:: PROMPT ::
Copy out the entire listing precisely.

:: DATA EXTRACT ::
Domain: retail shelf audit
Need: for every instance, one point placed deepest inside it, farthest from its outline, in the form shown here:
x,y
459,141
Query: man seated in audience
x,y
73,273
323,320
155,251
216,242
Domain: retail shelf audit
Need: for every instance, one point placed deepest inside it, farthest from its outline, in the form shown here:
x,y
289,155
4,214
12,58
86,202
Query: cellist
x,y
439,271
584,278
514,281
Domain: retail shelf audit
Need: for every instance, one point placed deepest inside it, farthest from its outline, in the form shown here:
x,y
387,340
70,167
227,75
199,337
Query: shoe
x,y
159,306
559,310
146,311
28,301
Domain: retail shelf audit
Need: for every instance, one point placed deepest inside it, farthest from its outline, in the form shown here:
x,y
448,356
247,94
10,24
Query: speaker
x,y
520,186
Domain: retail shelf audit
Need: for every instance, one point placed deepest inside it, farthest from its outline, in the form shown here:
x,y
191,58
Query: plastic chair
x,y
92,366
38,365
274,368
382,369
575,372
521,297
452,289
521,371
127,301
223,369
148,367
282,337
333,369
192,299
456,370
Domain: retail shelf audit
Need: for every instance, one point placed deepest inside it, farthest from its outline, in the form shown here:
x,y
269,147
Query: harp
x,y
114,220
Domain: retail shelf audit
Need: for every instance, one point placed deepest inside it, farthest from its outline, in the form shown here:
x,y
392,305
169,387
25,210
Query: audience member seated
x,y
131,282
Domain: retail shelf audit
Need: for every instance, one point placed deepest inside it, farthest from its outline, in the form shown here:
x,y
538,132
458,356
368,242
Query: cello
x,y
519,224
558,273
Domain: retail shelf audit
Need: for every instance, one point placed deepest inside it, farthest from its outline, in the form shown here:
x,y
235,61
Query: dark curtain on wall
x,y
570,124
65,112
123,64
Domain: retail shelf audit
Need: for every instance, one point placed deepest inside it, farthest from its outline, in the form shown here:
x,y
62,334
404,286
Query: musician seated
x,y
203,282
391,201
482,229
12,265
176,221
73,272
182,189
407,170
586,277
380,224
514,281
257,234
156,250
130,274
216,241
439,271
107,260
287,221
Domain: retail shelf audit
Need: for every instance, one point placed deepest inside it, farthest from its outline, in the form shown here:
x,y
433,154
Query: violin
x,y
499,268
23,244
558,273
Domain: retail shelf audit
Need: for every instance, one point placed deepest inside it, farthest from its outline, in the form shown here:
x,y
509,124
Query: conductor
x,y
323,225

:: ANSWER BELOW ::
Domain: retail shelf audit
Need: for every instance, one point placed deepest inside it, farthest from its outline, in the form shown here:
x,y
459,141
Query: man seated in audience
x,y
73,273
323,320
155,251
216,242
Domain: retail shelf audit
Need: for every instance, one point placed deepest inside it, farthest from its outline, in the form shown here:
x,y
289,155
4,214
12,58
86,202
Query: cellist
x,y
439,271
584,278
514,281
Domain: retail shelf audit
Need: for every instance, one point placed deepest inside it, farthest from its outline, in the form shown here:
x,y
387,340
70,167
227,75
199,337
Query: shoe
x,y
159,306
559,310
146,311
28,301
Domain: retail shelf audit
Need: for every instance, one point placed deepest inside it, farthest from its outline, in the form shown here:
x,y
448,356
247,94
10,24
Query: speaker
x,y
520,186
Domain: retail shelf audit
Need: for every instance, one point placed deepest inside it, farthest from its outline, in the form shown here:
x,y
191,58
Query: plastic chair
x,y
92,366
38,365
274,368
382,369
575,372
521,297
452,289
521,371
127,301
223,369
148,367
282,337
333,369
192,299
456,370
Domain: retail shelf audit
Need: for every instance, one point placed deepest inside it, farthest from its outline, in the form shown here:
x,y
269,147
Query: harp
x,y
114,220
Domain: retail shelf audit
Need: for every instance, one point placed deepest inside it, farthest from its outline, in the form shown here:
x,y
392,305
169,387
25,210
Query: audience member seated
x,y
131,282
Domain: retail shelf audit
Need: for every instance, one point placed deepest inside it, farthest from its outline, in the form shown here:
x,y
538,132
458,356
368,242
Query: cello
x,y
519,224
558,273
Domain: retail shelf audit
Need: for every instance, one point placed deepest inside it, farthest from its outline, in the form shown here:
x,y
235,61
Query: dark curtain on wall
x,y
570,124
65,112
123,64
Domain: retail shelf audit
Need: for every instance, one point placed deepest inside it, farthest from its outline, in the form shown here:
x,y
62,334
404,286
Query: musician seated
x,y
203,282
391,201
482,229
12,265
176,221
73,272
182,189
407,170
586,277
380,224
514,281
257,234
156,250
130,274
216,241
439,271
107,260
287,221
Domain: retail shelf audit
Need: for every instance, one point placed deepest inside it, farthest from its outline, in the form shown here:
x,y
433,154
Query: violin
x,y
499,268
23,244
558,273
Domain: retail shelf audit
Need: for every instance, one point placed deepest inside it, farthest from its outline, in the form shown here:
x,y
509,124
Query: conductor
x,y
323,225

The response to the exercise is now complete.